Task goal:
Could you format the lines, from the first one through the line containing "101], [90, 101]]]", as a JSON list of strings with one string per line and blank lines skipped? Leave the pictures out of your answer.

[Raw records]
- - - - -

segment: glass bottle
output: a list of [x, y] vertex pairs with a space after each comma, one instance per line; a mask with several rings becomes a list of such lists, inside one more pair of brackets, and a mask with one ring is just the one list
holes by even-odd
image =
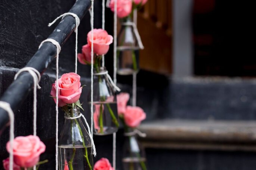
[[126, 129], [122, 160], [124, 170], [146, 170], [145, 150], [138, 141], [137, 134], [133, 133], [133, 130]]
[[140, 48], [134, 25], [130, 17], [121, 22], [117, 47], [117, 73], [120, 75], [130, 75], [139, 71]]
[[[105, 67], [94, 70], [93, 133], [98, 135], [112, 134], [117, 131], [119, 126], [115, 91], [107, 74], [97, 75], [106, 72]], [[89, 94], [88, 101], [90, 101]]]
[[77, 107], [65, 113], [58, 142], [59, 170], [93, 169], [92, 141], [81, 121], [81, 114]]

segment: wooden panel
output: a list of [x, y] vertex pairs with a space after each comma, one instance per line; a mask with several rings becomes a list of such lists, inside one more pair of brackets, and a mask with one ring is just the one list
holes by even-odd
[[138, 29], [145, 47], [140, 51], [142, 69], [169, 75], [172, 72], [172, 38], [155, 22], [138, 15]]

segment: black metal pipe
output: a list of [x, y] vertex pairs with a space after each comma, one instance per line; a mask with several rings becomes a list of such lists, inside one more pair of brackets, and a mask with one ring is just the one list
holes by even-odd
[[[90, 7], [91, 4], [90, 0], [77, 0], [69, 12], [75, 13], [81, 20]], [[75, 18], [71, 16], [67, 16], [48, 38], [55, 40], [62, 46], [74, 31], [75, 27]], [[55, 58], [56, 52], [56, 47], [51, 42], [45, 42], [36, 53], [25, 67], [34, 67], [41, 75]], [[9, 103], [13, 111], [15, 112], [29, 94], [33, 83], [33, 78], [28, 73], [22, 73], [10, 85], [3, 94], [0, 101]], [[3, 131], [3, 128], [9, 122], [8, 113], [0, 108], [0, 132]]]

- - - - -

Written solution:
[
  "segment: glass bottle",
  "output: a list of [x, y] vertex pairs with a space after each comma, one instance per line; a mask with several rings becomes a list of such lists, inside one more pair of brackets, and a mask with one ring is just the one list",
  "holes by even-odd",
  "image =",
  "[[126, 129], [122, 160], [124, 170], [146, 170], [145, 150], [138, 141], [137, 134], [133, 133], [133, 130]]",
  "[[140, 48], [134, 25], [130, 17], [121, 22], [117, 47], [117, 73], [120, 75], [130, 75], [139, 71]]",
  "[[[105, 67], [94, 70], [93, 133], [98, 135], [112, 134], [117, 131], [119, 126], [115, 91], [107, 74], [97, 75], [106, 72]], [[89, 94], [88, 101], [90, 101]]]"
]